**** MATERIAL SUPPLIED ****

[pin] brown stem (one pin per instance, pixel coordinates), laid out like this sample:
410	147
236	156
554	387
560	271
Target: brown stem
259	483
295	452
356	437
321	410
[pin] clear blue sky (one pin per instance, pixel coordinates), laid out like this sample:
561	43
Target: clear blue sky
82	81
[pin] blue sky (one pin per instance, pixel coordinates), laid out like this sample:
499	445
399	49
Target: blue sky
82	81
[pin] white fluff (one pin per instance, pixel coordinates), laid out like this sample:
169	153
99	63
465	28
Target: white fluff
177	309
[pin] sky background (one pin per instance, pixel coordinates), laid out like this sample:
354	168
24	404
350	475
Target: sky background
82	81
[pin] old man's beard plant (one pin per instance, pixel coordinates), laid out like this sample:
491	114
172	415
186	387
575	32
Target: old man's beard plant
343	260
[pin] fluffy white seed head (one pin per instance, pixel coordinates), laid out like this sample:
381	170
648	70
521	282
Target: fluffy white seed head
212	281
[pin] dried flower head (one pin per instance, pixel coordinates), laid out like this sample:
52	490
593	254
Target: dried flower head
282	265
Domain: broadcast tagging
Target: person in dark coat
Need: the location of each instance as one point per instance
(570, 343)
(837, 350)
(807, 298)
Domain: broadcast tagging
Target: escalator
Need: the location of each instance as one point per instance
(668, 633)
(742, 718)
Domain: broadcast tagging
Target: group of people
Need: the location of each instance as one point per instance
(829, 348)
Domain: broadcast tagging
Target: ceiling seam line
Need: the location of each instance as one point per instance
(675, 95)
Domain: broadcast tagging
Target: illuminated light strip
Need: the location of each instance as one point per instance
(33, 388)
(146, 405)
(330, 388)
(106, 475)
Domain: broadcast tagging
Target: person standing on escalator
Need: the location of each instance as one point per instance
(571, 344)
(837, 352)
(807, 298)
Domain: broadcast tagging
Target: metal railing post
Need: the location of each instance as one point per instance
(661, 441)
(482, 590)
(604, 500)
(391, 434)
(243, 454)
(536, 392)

****

Write out all of the records above exactly as they appear.

[pin] brown stem (one pin per instance, pixel coordinates), laid out like this sample:
410	147
236	156
554	387
560	271
Target: brown stem
259	483
295	452
356	437
321	410
[pin] clear blue sky (one pin per instance, pixel coordinates), laid out like this sample:
561	43
Target: clear blue sky
82	81
[pin] blue sky (one pin per instance, pixel coordinates), laid out like this sample:
499	445
399	49
Target: blue sky
82	81
[pin] white fluff (one pin per instance, pixel coordinates), laid out like this sample:
169	153
99	63
465	28
Target: white fluff
177	309
[pin] sky background (one pin per instance, pixel coordinates), laid out like this sample:
354	168
24	404
350	475
Target: sky background
82	81
[pin] old man's beard plant (one pin per instance, pixel coordinates), laid out like this sample:
491	114
172	415
186	387
575	32
Target: old man's beard plant
343	260
[pin] fluffy white seed head (one pin per instance, pixel coordinates), laid out like this sample:
381	170
648	70
521	282
Target: fluffy white seed head
212	281
[pin] dried flower head (one pin per instance, pixel coordinates), laid out like this sample:
52	490
593	254
Target: dried flower head
282	265
Domain: broadcast tagging
Target: person in dark coat
Need: the location of each instance as one point per instance
(570, 343)
(837, 350)
(807, 298)
Domain: broadcast tagging
Target: escalator
Need: the location of each instance as one point per instance
(668, 633)
(742, 718)
Domain: broadcast tagging
Target: group of people
Need: the location of each instance as one point per instance
(829, 348)
Domain: broadcast tagging
Target: ceiling seam line
Need: the location of each instance as one point per instance
(675, 95)
Domain: broadcast tagging
Target: illuminated light strip
Need: the location of each instance as one point per instance
(33, 388)
(146, 405)
(330, 388)
(106, 475)
Domain: broadcast tagging
Target: person standing on escalator
Need: the location of each instance as one point per instance
(571, 344)
(837, 352)
(807, 298)
Domain: broadcast tagging
Target: metal railing post
Need: the location of each instance as one point per instance
(661, 441)
(482, 590)
(604, 500)
(391, 434)
(243, 454)
(536, 392)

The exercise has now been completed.